Each entry below is to be given again word for word, with no pictures.

◆ ◆ ◆ ◆

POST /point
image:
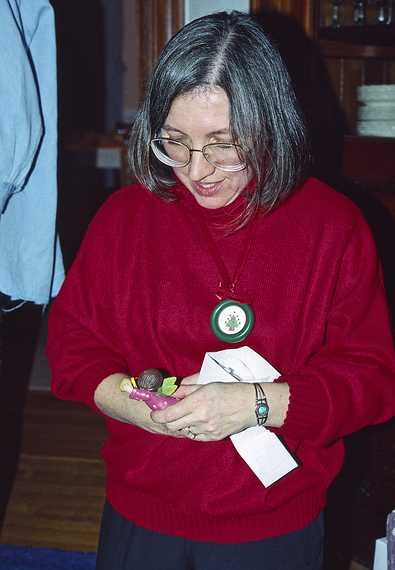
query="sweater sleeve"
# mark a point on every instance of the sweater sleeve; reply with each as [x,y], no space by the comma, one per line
[82,346]
[350,382]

◆ ◆ ◆ ◆

**Result for this exercise**
POST /point
image:
query="sweater sleeve"
# mark a point on every instance of the sweater sleeve; reply with each as [x,y], no space by the comma, one per line
[82,346]
[350,382]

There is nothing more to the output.